WHAT THE TASK ASKS: What sentence did Barrett receive on 15 December 2017, according to the passage on his arrest and trial?

** SOURCE PASSAGE follows **

Leng's family travelled from China to Australia following the discovery of her death. Her mother Mei Zhang, said she was devastated by the loss of her daughter and described their relationship as extremely close. Zhang asked for privacy and rejected speculation surrounding her daughter's death that was not supported by evidence. At an early court appearance in May 2016, members of Leng's family and representatives from the Chinese community attended proceedings. A family representative described Leng as a kind person and criticised unfounded rumours that circulated after her death.

==Arrest and trial==

Barrett was initially charged with murder in April 2016 and maintained his legal position as the case progressed. In August 2017, he pleaded guilty to murdering Leng, as well as several offences relating to the recording of sexual acts and the treatment of Leng before her death. The court heard that Barrett had detained Leng at their Campsie home, bound and gagged her, and taken photographs of her while she was alive. He also admitted offences involving secret recordings and indecent acts committed against Leng and another family member. During an early court appearance in May 2016, Barrett's solicitor Bill Whitby said his client was "shocked and upset" and was struggling with his time in custody, describing conditions at the Sydney Police Centre as not "particularly attractive".

During sentencing proceedings in December 2017, the New South Wales Supreme Court heard that Barrett claimed he had little memory of the killing because he had used drugs before the offence. Justice Helen Wilson rejected this explanation, finding that Barrett was responsible for his actions and that the murder was motivated by a sexual obsession with Leng. Justice Wilson described the crime as a "depraved and sadistic act" carried out by someone Leng trusted. She said the attack involved extreme violence, humiliation and fear, and that Barrett had abused the trust placed in him as a member of Leng's family.

On 15 December 2017, Barrett was sentenced to 46 years' imprisonment, with a non-parole period of 34 years and 6 months. The sentence meant he would not become eligible for parole until 2050. Leng's family had requested a life sentence, but Barrett received the maximum available sentence under the circumstances of his plea and convictions. Outside court, homicide detective Gary Jubelin said the sentence reflected the seriousness of the crime but described the case as an "extremely" tragic matter for Leng's family. Barrett showed little reaction during sentencing proceedings and remained in custody after the decision.

** End of SOURCE PASSAGE **
** LISTED ENTRIES follows **

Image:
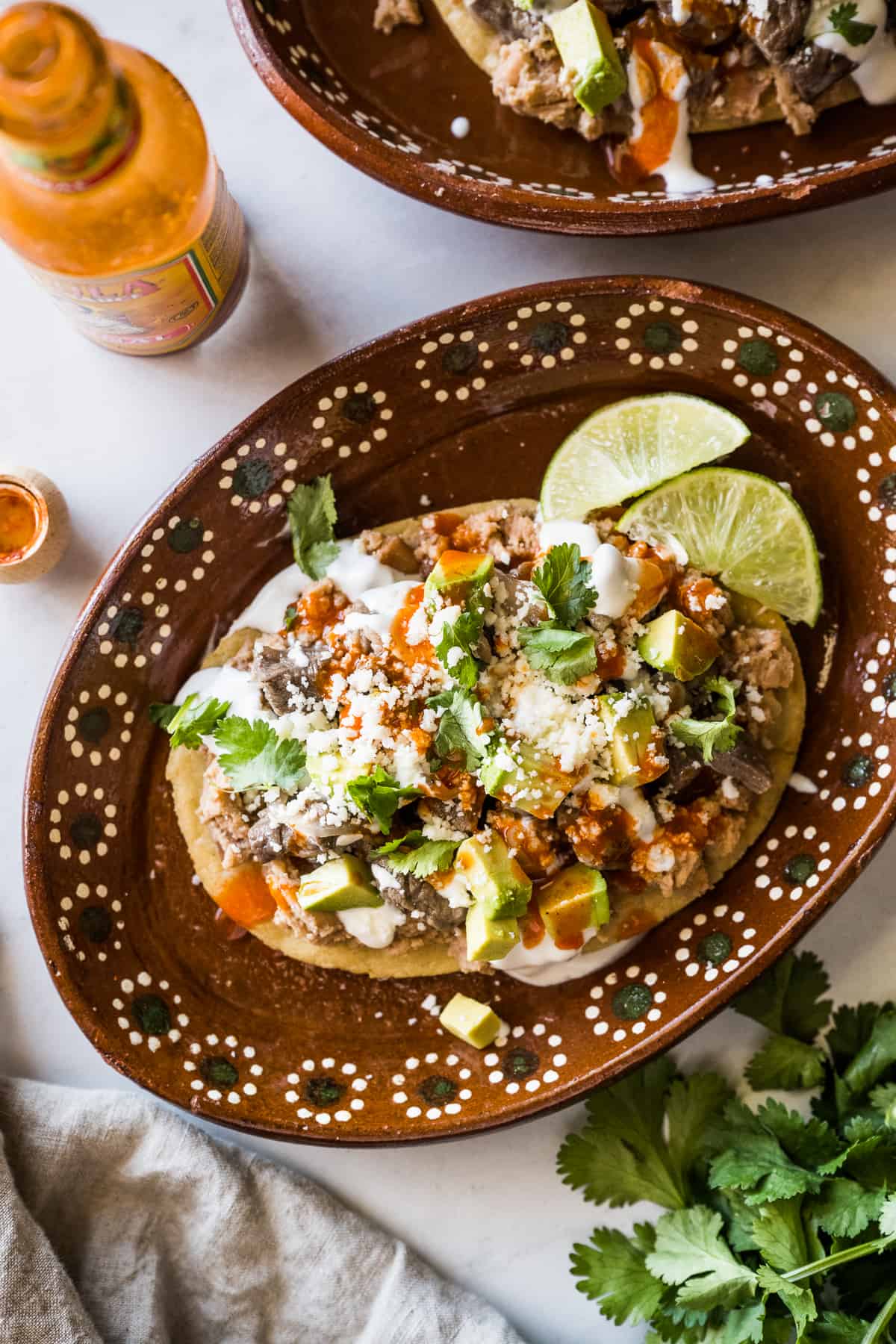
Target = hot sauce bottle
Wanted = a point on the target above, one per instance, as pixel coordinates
(108, 188)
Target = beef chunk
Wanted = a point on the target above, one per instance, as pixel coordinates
(414, 895)
(390, 550)
(746, 764)
(815, 69)
(393, 13)
(504, 16)
(780, 30)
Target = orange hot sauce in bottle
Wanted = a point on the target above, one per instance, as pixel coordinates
(108, 188)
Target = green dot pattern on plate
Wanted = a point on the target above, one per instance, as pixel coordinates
(359, 409)
(217, 1068)
(662, 337)
(87, 831)
(758, 358)
(437, 1089)
(857, 771)
(742, 527)
(550, 337)
(93, 724)
(632, 1001)
(800, 868)
(520, 1062)
(187, 534)
(461, 358)
(253, 477)
(94, 924)
(715, 948)
(323, 1092)
(151, 1014)
(836, 411)
(127, 625)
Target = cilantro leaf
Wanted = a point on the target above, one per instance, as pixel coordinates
(190, 722)
(800, 1301)
(563, 579)
(691, 1251)
(875, 1057)
(461, 635)
(842, 20)
(612, 1270)
(312, 517)
(785, 1062)
(743, 1325)
(712, 735)
(461, 732)
(621, 1155)
(778, 1233)
(254, 757)
(418, 856)
(379, 796)
(837, 1328)
(561, 655)
(844, 1209)
(788, 998)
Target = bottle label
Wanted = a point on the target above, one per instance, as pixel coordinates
(89, 166)
(164, 308)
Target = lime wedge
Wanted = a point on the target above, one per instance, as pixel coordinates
(742, 527)
(630, 447)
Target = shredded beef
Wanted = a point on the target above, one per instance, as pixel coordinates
(393, 13)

** End of LISTED ENTRIES **

ANSWER SECTION: 46 years' imprisonment, with a non-parole period of 34 years and 6 months.